- Task goal:
Change "slope" to "hill" in the listing, starting with the line that contains "Exercise. Point out every instance of the snowboarder" and going on through the end, and write out only those lines with everything else left as it stands.

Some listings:
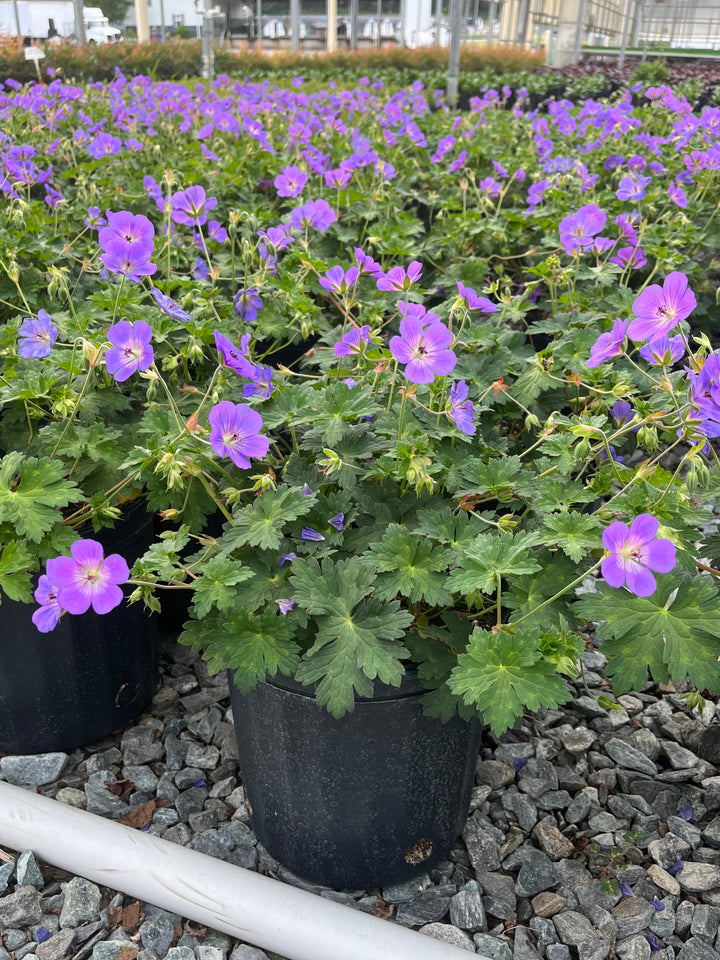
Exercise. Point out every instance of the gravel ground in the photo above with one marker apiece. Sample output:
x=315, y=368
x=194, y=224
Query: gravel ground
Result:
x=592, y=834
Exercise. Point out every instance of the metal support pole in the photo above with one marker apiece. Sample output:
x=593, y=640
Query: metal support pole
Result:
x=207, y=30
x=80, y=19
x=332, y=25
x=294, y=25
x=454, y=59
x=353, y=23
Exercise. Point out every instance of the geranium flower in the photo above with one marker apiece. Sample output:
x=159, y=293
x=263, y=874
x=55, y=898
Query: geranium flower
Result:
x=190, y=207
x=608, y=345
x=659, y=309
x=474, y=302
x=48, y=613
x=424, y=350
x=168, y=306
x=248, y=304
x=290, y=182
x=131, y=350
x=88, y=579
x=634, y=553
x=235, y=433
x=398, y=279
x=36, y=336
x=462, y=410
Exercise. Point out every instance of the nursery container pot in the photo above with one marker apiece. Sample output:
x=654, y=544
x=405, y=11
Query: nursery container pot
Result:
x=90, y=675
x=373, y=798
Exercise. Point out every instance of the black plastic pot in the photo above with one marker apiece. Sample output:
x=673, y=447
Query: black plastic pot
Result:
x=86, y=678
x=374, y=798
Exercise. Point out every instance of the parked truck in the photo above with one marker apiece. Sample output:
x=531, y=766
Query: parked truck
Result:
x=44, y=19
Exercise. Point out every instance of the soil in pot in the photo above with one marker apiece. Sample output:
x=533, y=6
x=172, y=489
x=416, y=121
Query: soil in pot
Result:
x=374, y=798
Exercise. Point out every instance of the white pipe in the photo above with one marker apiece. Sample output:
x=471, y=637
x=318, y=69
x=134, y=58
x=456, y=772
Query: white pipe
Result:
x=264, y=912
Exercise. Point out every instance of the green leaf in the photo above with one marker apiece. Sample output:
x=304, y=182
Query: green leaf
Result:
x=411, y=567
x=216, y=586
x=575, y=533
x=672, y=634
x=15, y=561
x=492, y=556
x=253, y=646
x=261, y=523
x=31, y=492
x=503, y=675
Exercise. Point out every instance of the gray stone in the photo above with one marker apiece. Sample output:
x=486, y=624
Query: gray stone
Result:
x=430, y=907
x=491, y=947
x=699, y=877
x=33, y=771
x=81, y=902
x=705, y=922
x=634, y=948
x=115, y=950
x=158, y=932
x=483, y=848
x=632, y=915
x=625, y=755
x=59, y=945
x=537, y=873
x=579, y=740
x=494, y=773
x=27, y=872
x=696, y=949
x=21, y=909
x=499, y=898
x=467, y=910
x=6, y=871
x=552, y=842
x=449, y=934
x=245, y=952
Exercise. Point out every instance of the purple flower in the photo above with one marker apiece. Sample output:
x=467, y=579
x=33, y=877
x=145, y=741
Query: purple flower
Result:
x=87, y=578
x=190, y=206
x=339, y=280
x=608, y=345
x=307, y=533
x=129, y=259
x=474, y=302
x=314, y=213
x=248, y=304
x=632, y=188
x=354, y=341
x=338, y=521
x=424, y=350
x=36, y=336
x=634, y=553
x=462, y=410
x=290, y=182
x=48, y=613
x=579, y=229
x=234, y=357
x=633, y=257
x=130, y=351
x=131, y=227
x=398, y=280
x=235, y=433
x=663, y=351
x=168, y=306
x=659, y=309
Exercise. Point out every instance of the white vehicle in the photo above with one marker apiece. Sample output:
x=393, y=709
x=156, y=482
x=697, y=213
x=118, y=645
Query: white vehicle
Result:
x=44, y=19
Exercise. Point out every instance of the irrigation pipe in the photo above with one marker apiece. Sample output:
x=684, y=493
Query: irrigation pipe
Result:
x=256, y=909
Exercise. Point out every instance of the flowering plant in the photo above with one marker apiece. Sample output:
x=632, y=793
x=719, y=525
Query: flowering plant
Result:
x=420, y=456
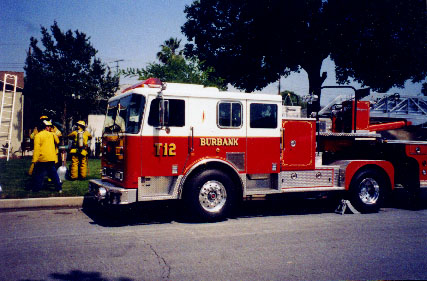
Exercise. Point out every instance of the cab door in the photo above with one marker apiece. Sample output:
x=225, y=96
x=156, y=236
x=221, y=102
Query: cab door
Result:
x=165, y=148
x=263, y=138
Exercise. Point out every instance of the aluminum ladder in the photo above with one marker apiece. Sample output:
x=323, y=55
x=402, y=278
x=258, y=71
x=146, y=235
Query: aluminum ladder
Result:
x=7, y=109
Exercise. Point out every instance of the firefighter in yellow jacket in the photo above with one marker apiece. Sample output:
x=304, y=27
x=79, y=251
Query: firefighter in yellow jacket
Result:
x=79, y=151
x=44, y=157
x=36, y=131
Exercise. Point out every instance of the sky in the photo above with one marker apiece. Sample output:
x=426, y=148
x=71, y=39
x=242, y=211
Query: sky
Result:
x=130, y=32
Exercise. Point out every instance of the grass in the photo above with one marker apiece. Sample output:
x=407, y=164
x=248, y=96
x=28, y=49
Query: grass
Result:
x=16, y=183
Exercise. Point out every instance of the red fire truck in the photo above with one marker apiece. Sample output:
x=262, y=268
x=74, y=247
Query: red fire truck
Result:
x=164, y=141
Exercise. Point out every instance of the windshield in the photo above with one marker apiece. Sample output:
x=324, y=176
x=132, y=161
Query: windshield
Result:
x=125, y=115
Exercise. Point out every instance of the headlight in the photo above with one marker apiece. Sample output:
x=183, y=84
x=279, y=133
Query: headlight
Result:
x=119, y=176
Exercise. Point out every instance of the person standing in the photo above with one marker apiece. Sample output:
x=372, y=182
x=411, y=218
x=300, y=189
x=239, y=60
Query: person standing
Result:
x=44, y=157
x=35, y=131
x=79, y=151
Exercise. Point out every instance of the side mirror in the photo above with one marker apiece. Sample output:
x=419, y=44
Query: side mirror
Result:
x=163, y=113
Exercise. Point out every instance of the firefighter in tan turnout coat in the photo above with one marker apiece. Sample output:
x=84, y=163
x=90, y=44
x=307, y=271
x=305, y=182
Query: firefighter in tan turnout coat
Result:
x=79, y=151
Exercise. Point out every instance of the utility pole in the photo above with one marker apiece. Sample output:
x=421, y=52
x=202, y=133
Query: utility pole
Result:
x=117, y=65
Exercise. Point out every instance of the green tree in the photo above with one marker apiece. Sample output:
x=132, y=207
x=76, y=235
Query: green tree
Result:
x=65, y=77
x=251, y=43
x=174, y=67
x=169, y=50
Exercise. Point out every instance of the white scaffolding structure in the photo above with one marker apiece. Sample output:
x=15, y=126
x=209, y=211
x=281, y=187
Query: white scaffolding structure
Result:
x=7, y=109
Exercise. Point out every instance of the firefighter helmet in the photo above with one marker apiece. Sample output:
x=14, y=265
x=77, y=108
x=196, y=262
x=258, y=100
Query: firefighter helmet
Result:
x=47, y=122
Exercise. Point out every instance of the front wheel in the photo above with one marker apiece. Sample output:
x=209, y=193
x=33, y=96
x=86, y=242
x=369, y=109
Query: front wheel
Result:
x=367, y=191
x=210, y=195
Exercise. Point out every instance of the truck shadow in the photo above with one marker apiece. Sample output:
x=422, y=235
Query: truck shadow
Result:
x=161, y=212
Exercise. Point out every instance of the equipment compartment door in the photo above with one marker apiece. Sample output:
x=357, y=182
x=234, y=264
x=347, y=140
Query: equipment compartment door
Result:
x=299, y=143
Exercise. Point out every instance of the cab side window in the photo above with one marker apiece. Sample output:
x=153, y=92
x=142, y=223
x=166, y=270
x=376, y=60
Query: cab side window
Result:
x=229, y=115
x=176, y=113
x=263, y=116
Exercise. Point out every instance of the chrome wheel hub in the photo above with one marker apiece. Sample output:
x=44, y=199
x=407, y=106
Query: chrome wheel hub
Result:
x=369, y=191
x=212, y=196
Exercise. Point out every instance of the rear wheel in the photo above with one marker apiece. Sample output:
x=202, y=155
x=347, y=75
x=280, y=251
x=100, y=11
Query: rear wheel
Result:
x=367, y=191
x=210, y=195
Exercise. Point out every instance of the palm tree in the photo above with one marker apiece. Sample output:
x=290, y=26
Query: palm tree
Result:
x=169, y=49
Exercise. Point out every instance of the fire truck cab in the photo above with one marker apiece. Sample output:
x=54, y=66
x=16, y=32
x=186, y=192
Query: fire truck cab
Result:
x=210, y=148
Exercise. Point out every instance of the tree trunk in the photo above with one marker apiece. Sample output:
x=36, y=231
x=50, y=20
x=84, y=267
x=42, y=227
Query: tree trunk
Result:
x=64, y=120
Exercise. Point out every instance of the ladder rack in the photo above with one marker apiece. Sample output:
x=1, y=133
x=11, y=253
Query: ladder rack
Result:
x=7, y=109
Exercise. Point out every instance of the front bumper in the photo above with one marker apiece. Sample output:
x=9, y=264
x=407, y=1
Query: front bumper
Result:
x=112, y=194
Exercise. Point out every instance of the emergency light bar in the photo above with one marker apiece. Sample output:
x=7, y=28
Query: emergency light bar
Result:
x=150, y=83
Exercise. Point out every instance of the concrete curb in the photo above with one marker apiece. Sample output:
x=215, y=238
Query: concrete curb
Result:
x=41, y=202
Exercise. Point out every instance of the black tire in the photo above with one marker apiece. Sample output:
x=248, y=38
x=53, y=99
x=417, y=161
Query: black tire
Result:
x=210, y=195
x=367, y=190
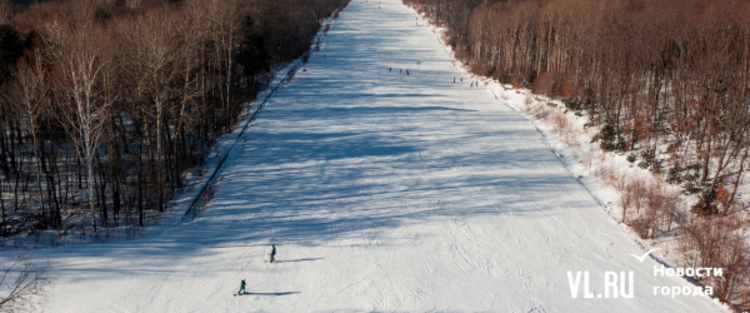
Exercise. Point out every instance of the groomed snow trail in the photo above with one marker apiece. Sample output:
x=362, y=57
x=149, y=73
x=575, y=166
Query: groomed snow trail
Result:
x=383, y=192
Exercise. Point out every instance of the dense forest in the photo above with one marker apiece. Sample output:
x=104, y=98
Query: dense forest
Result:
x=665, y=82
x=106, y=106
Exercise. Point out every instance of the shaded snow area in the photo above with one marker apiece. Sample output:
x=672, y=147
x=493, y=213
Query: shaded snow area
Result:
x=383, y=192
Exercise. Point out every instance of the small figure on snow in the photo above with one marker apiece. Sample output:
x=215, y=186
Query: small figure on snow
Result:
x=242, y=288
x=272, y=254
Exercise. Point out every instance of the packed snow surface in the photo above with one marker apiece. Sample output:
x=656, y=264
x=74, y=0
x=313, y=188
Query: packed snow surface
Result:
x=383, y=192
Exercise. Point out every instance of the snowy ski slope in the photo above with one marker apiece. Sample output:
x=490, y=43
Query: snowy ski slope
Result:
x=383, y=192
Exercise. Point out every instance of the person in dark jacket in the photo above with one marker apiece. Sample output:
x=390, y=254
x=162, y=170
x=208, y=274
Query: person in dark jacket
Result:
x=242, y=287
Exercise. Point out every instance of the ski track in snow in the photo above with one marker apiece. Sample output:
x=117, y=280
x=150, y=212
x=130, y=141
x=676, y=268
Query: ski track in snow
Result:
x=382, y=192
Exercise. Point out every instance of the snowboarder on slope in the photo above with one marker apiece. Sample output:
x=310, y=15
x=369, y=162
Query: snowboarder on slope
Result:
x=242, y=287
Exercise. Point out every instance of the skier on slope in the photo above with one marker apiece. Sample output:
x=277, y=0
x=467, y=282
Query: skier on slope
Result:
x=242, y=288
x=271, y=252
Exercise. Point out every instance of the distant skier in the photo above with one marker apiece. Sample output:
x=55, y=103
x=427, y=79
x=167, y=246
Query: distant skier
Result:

- Correct response:
Exercise. Point out every instance of the snowboarder on hill in the photo above with one marker apiece. Sample output:
x=310, y=15
x=369, y=162
Query: snowboarder on hill
Result:
x=242, y=287
Exercise. Point out every instance of the skier on hill in the photo above with one marker apiece. Sample output:
x=277, y=0
x=467, y=282
Query: skier on hill
Result:
x=242, y=288
x=271, y=252
Exercise. Point out every instance of the distant skier in the photo above with one marker apiece. Sample output:
x=55, y=103
x=427, y=79
x=167, y=246
Query: distant skier
Result:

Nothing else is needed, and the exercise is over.